▸ Instrução dada
Copie sem nenhuma alteração, do texto sobre o cinema de Kubrick, o trecho que vai de "Em 1957, lança" até "filmes de guerra.".

De temperamento difícil e avesso à mídia, esse estadunidense do Bronx (NY) sempre dirigiu o que lhe parecia interessante – vide os hiatos entre suas produções, mais visíveis nas últimas obras. Seu início de carreira como fotógrafo da revista Look define a característica do seu cinema: profundamente visual, com planos longos e exaustivamente repetidos na gravação até alcançar a perfeição. A câmera é o próprio olho do diretor que vigia cada passo do ator e cada milímetro da cena.

(Ao ver seus filmes, imagino que nenhum plano poderia ser filmado sem ser daquela maneira, tamanha a precisão. Kubric trabalha, essencialmente, com o não “verbalizável”, o que nos permite sentir a imagem e a música”).

Sua filmografia não é extensa. De Fear and desire (1953) ao controverso e criticado Eyes wide Shut (De olhos bem fechados, 1999) foram 13 filmes, sendo O grande Golpe (1956) seu primeiro longa-metragem expressivo. Com uma narrativa não linear, o filme é considerado influência para obras como Pulp Fiction (de Quentin Tarantino,1994) e outros filmes do “neobrutalismo”, ( décadas de 80/90).

Em 1957, lança Glória Feita de Sangue, considerado por muitos o melhor filme sobre a Primeira Guerra de todos os tempos, estrelado por Kirk Douglas. Após ordenar um ataque suicida, o general do grupo escolhe três soldados que vão ser condenados à morte. Kubrick viaja pelo lado humanista, pelos rostos dos combatentes e denuncia os absurdos e as insanidades da guerra. O zoom, comum em suas obras, nos aproxima dos soldados e mergulhamos em seus sentimentos, fato inédito em filmes de guerra.

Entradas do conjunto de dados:
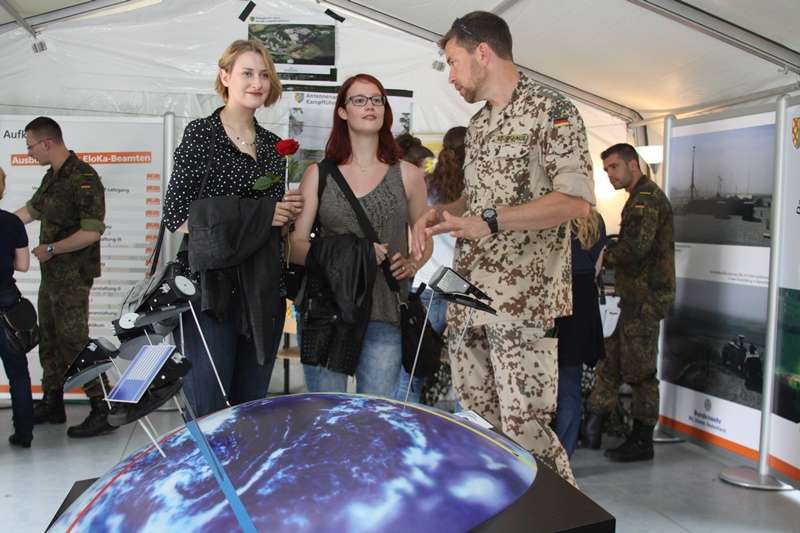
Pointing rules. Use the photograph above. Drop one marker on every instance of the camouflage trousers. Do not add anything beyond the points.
(508, 374)
(64, 329)
(631, 354)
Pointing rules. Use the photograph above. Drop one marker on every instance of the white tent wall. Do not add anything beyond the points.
(163, 58)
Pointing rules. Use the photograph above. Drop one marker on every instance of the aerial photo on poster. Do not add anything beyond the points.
(720, 186)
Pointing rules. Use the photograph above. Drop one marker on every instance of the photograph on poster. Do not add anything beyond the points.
(787, 358)
(311, 118)
(301, 44)
(720, 185)
(714, 340)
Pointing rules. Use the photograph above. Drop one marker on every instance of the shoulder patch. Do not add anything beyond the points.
(561, 110)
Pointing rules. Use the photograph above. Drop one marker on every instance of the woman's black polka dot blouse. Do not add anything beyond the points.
(232, 173)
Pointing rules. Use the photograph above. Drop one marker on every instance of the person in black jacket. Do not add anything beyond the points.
(580, 336)
(392, 194)
(14, 255)
(229, 155)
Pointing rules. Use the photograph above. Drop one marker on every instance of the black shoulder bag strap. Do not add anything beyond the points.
(162, 228)
(366, 226)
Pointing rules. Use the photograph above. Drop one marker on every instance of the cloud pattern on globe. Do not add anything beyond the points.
(314, 462)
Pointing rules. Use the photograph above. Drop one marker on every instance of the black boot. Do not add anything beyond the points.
(50, 408)
(94, 424)
(637, 447)
(593, 430)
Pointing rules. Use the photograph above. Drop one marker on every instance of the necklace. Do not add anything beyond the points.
(240, 140)
(363, 168)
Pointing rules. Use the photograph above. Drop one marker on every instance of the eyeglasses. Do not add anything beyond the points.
(360, 100)
(31, 146)
(460, 25)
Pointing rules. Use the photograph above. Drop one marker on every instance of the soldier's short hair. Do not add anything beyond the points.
(480, 27)
(232, 53)
(45, 127)
(625, 151)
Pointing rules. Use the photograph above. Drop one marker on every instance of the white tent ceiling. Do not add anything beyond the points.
(623, 55)
(623, 52)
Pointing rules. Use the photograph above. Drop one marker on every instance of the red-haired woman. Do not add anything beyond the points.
(392, 193)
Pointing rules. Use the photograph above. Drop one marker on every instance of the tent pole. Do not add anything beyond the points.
(715, 105)
(15, 14)
(743, 476)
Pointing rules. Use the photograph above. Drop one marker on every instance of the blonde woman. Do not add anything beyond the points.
(580, 336)
(232, 152)
(14, 256)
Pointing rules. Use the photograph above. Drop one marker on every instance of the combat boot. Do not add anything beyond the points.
(94, 424)
(50, 408)
(592, 433)
(637, 447)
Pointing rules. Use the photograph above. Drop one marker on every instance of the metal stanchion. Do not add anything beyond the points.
(661, 434)
(744, 476)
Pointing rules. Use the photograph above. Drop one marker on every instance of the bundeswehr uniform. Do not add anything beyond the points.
(68, 200)
(644, 266)
(506, 369)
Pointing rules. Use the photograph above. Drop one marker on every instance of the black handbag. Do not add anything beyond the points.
(294, 274)
(412, 317)
(412, 312)
(21, 327)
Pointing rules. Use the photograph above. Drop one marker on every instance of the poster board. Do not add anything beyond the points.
(127, 153)
(719, 179)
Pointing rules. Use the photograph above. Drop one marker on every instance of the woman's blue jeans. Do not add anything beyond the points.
(568, 410)
(19, 379)
(378, 365)
(234, 357)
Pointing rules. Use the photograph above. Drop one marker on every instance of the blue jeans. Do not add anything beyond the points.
(19, 379)
(378, 365)
(235, 358)
(437, 317)
(568, 410)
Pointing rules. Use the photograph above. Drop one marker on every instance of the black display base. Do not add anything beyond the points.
(550, 505)
(78, 488)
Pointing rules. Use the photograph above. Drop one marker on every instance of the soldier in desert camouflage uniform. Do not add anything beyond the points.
(527, 173)
(70, 204)
(644, 265)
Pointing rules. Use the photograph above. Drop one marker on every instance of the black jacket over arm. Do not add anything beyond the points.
(233, 244)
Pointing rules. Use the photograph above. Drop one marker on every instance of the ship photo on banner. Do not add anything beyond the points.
(719, 179)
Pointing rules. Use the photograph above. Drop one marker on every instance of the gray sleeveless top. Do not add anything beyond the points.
(387, 210)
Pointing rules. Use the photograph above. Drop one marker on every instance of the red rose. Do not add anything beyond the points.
(287, 147)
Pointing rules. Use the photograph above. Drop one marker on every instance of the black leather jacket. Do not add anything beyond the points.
(237, 252)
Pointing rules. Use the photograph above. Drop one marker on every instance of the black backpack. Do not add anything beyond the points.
(21, 327)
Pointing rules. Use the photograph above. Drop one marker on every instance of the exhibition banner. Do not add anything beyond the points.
(719, 179)
(302, 47)
(311, 119)
(127, 153)
(785, 442)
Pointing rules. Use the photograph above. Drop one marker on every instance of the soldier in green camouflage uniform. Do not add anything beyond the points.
(644, 266)
(70, 205)
(527, 173)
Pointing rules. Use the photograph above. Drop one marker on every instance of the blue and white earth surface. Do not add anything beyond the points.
(314, 462)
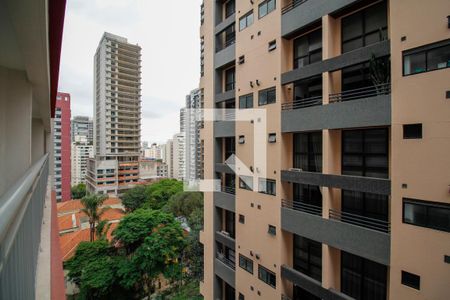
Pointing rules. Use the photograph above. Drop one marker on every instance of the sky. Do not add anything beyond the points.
(167, 31)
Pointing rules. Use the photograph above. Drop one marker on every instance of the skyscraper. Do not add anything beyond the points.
(61, 139)
(117, 116)
(351, 200)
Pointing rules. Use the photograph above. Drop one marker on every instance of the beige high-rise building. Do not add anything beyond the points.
(355, 200)
(117, 116)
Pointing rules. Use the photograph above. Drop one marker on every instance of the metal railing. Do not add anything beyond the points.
(302, 103)
(292, 5)
(226, 261)
(362, 221)
(21, 213)
(365, 92)
(228, 189)
(303, 207)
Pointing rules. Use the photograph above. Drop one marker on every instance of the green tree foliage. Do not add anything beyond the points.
(78, 191)
(92, 208)
(159, 193)
(134, 198)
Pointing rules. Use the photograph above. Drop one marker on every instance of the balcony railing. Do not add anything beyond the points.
(365, 92)
(302, 103)
(228, 189)
(362, 221)
(301, 206)
(292, 5)
(226, 261)
(21, 213)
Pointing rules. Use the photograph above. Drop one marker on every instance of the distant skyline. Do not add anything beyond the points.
(170, 55)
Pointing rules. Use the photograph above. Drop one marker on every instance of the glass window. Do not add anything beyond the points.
(427, 214)
(362, 278)
(267, 96)
(308, 151)
(308, 49)
(246, 263)
(308, 257)
(246, 20)
(267, 276)
(246, 101)
(365, 152)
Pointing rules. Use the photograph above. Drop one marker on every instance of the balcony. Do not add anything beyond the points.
(354, 183)
(350, 237)
(311, 285)
(300, 14)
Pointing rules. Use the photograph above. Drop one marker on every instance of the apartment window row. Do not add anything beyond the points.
(433, 215)
(431, 57)
(266, 96)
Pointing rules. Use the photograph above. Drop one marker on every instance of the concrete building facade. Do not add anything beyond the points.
(117, 116)
(355, 201)
(62, 148)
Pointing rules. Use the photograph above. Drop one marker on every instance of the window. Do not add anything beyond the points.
(246, 263)
(267, 276)
(365, 27)
(246, 20)
(308, 49)
(272, 138)
(246, 182)
(230, 79)
(272, 230)
(412, 131)
(266, 8)
(308, 151)
(242, 219)
(230, 8)
(365, 152)
(267, 186)
(411, 280)
(308, 257)
(267, 96)
(362, 278)
(272, 45)
(246, 101)
(427, 214)
(428, 58)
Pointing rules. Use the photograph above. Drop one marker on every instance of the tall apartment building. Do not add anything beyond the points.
(192, 145)
(82, 126)
(117, 116)
(355, 201)
(61, 142)
(82, 150)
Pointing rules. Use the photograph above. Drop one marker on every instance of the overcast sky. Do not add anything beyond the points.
(167, 31)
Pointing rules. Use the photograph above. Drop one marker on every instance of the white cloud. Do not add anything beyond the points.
(167, 31)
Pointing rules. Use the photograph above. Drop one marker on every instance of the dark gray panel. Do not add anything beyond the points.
(226, 240)
(311, 285)
(227, 22)
(225, 56)
(366, 112)
(367, 243)
(224, 129)
(336, 63)
(223, 168)
(309, 12)
(229, 95)
(354, 183)
(224, 272)
(225, 201)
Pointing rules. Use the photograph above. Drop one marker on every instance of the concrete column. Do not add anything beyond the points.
(15, 126)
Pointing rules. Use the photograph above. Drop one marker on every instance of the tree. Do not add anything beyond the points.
(78, 191)
(92, 208)
(159, 193)
(134, 198)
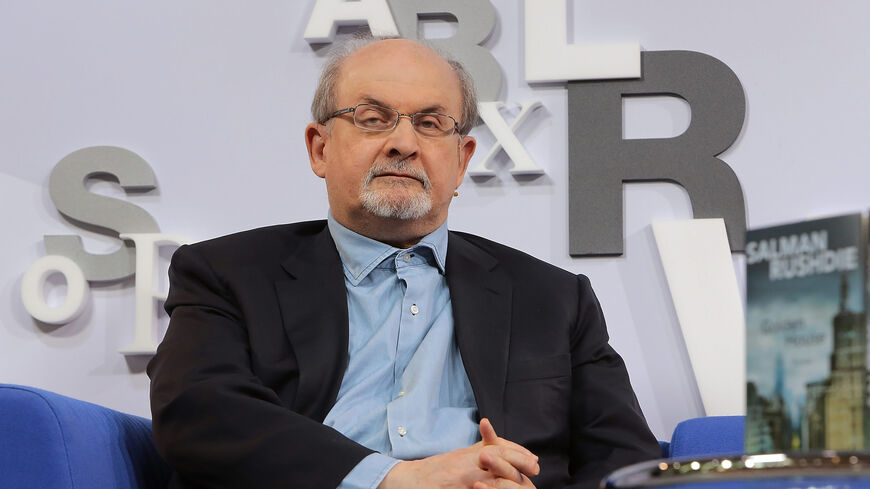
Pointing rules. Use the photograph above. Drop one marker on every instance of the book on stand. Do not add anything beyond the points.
(806, 336)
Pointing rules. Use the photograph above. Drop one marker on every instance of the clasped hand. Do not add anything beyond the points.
(492, 463)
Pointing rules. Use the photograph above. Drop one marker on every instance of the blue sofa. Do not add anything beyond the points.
(50, 441)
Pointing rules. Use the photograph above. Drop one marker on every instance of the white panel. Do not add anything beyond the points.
(697, 263)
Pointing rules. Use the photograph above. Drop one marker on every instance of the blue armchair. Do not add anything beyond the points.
(49, 441)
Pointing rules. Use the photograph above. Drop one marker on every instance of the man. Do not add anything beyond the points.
(311, 354)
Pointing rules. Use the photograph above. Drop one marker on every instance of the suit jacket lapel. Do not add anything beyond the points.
(481, 297)
(313, 303)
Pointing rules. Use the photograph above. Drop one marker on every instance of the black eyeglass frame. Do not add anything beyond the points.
(399, 115)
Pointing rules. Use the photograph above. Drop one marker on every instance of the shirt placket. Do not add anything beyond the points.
(411, 327)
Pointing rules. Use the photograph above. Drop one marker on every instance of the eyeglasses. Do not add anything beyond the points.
(381, 119)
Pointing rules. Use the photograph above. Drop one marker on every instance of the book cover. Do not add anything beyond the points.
(806, 335)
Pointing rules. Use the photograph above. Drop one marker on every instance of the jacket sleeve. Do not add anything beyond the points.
(214, 421)
(608, 429)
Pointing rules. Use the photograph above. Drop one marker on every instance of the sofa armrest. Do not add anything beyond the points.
(708, 436)
(55, 442)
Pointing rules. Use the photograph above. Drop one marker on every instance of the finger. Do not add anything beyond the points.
(487, 432)
(503, 442)
(499, 484)
(518, 461)
(489, 437)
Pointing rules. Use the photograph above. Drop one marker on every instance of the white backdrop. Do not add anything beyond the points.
(214, 96)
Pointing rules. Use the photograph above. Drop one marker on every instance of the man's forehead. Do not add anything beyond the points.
(399, 71)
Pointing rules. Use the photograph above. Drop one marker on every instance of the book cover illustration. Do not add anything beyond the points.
(806, 335)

▸ Resposta correta
Em 1957, lança Glória Feita de Sangue, considerado por muitos o melhor filme sobre a Primeira Guerra de todos os tempos, estrelado por Kirk Douglas. Após ordenar um ataque suicida, o general do grupo escolhe três soldados que vão ser condenados à morte. Kubrick viaja pelo lado humanista, pelos rostos dos combatentes e denuncia os absurdos e as insanidades da guerra. O zoom, comum em suas obras, nos aproxima dos soldados e mergulhamos em seus sentimentos, fato inédito em filmes de guerra.